▸ Short exercise: Switch each "keypoint" in the data below to "marker" and write out the whole data again, leaving everything else unchanged. Omit the pictures from your answer.

▸ Stored rows:
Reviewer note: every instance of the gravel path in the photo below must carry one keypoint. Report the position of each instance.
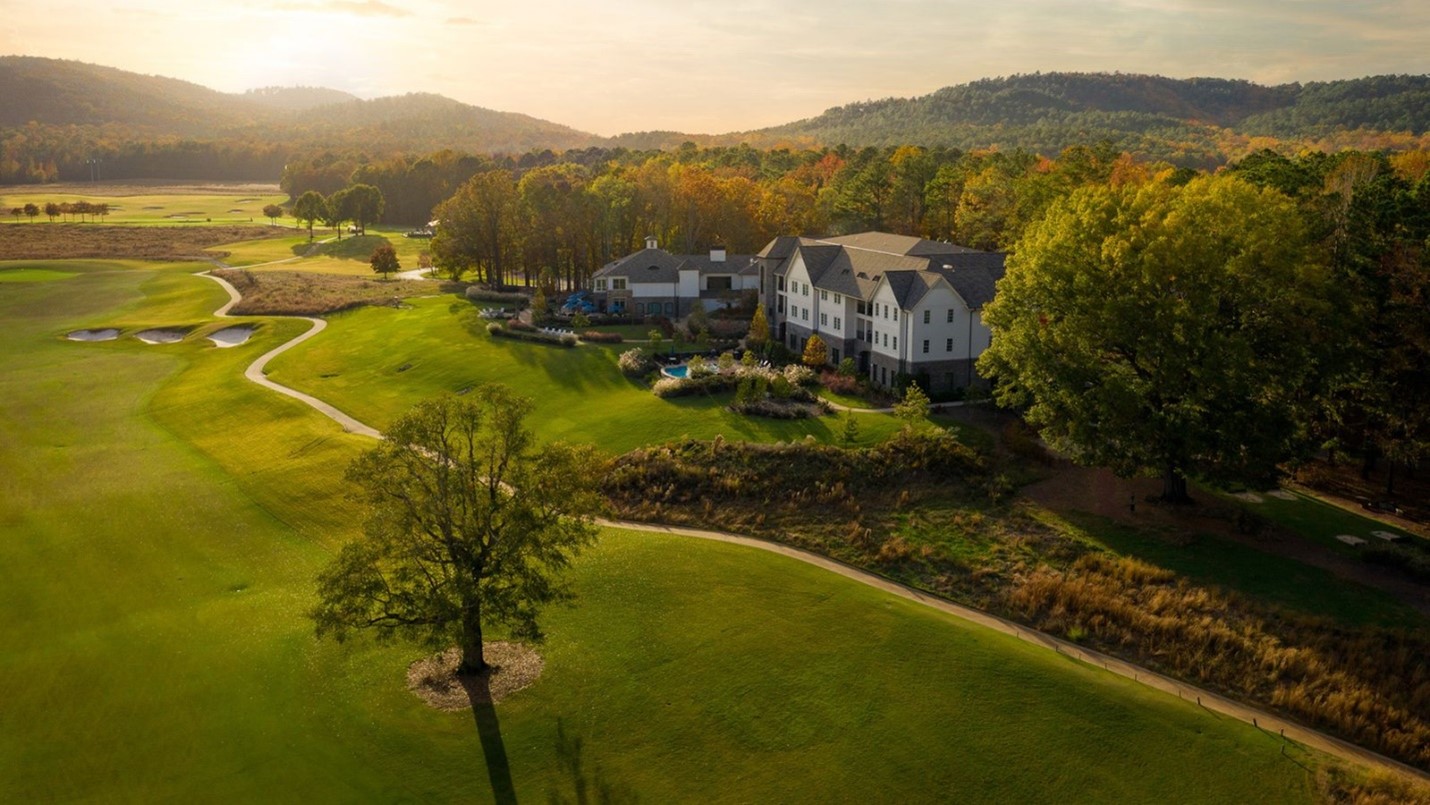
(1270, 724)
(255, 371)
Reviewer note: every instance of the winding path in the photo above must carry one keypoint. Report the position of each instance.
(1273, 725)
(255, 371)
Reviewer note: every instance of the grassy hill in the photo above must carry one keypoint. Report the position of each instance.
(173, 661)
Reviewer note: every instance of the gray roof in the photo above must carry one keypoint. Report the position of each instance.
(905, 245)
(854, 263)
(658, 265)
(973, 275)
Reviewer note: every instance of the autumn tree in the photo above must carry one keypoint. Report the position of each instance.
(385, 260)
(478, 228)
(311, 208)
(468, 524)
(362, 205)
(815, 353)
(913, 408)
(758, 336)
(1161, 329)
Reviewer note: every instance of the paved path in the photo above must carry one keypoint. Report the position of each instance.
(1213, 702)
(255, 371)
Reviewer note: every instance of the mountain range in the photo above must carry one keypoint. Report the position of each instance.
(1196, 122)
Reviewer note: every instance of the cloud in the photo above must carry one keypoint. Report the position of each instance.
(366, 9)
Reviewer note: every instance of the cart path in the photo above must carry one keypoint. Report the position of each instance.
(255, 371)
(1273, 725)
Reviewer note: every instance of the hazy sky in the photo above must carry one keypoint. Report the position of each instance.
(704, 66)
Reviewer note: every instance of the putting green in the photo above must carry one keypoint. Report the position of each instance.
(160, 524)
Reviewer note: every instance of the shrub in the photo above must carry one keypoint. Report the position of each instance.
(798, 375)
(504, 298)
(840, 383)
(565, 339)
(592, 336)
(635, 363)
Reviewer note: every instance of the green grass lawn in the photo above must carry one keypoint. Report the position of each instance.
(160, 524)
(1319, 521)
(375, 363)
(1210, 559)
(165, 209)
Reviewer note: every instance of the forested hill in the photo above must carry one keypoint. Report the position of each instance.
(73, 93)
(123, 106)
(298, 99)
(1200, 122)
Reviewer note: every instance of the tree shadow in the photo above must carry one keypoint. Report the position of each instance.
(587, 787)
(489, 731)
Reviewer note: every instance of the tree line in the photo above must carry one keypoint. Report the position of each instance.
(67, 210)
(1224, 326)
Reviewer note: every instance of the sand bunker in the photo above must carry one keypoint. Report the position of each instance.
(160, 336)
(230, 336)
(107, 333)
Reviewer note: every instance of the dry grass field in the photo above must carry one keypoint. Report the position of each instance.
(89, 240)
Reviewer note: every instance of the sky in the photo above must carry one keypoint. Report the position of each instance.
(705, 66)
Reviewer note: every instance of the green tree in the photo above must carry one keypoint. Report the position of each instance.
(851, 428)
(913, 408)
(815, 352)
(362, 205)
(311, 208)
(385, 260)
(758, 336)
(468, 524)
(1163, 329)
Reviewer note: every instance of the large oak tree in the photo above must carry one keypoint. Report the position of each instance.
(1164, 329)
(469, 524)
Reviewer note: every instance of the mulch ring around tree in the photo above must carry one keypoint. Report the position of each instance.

▸ Completed exercise:
Reviewer note: every instance of the gravel path in the photo below must carry one marker. Report the position of each instance.
(1270, 724)
(255, 371)
Reviewer note: every instance of the winding path in the photo above must carry one marker. Report the position of each instance.
(1273, 725)
(255, 371)
Reviewer note: every instance of the grassy hill in the photo above must carry one marker. Report the position of each instance.
(173, 661)
Reviewer note: every instance of the gray roof in the photo above must carry one marker. Report the position of each instance.
(905, 245)
(854, 263)
(658, 265)
(973, 275)
Reviewer note: every instance of the autumn tree in the photo above must carry one marker. Report the position of each instance.
(385, 260)
(478, 228)
(311, 208)
(468, 524)
(362, 205)
(815, 353)
(913, 408)
(758, 336)
(1161, 329)
Reviewer note: every instance of the paved path in the photo above must carry one marker. Report the position of each instance.
(1213, 702)
(255, 371)
Reviewer note: every instance of the mountain range in the photo above must carry one marker. Report the position of each instance.
(1196, 122)
Reviewer note: every instance of the cloud in the photo above must carry one marker. Report the position of each instance.
(366, 9)
Reviewer note: every instance of the cart path in the photo above must carry one marker. Report the position of each instance.
(255, 371)
(1273, 725)
Reviewer note: every instance of the hazy sky in the photo above must carry one marker. Report the position of each instance.
(704, 66)
Reviewer note: every instance of the putting green in the photo above must carry one marker. Report the position of each instance.
(160, 524)
Reviewer note: every instance of the shrub in the photo above must carry one marker. Report the position of each instance.
(798, 375)
(504, 298)
(840, 383)
(565, 339)
(592, 336)
(635, 363)
Reviewer note: every instance of the green grass lawn in the photo above must carry one marker. Report the position of each instance.
(160, 524)
(1319, 521)
(375, 363)
(1210, 559)
(165, 209)
Reviewer note: every instance of the forested hill in the photo above must carry one marker. Report the position of each instance.
(73, 93)
(123, 106)
(298, 99)
(1200, 122)
Reviewer note: every instance of the tree shadow in the photo above must carry one marker. Report the position of each instance.
(587, 787)
(489, 731)
Reviewer note: every instance of the tree line in the photo above must carry one marker. Report the position of each instance.
(67, 210)
(1224, 326)
Reviewer note: every instance of the sand bunker in the photo above must carry one marker. Report the position of each instance.
(160, 336)
(230, 336)
(107, 333)
Reviewer note: every instance of the dry grass field in the photo above must carry one marker. Report the position of each instance.
(89, 240)
Reviewer note: every instance of the sky in the photo above must carry one marker. Report the position of each instance.
(705, 66)
Reviewer note: every instance of the green tree in the photo above must carry one marker. Report the position of each instance.
(851, 428)
(913, 408)
(815, 352)
(362, 205)
(311, 208)
(385, 260)
(758, 336)
(468, 524)
(1163, 329)
Reviewer note: every instance of the large oak tree in the photo above must carry one marker. Report the position of each instance.
(1164, 329)
(469, 524)
Reviewer note: every instance of the mulch ring around tree in the photo above must carry one marker. Report the position of each instance.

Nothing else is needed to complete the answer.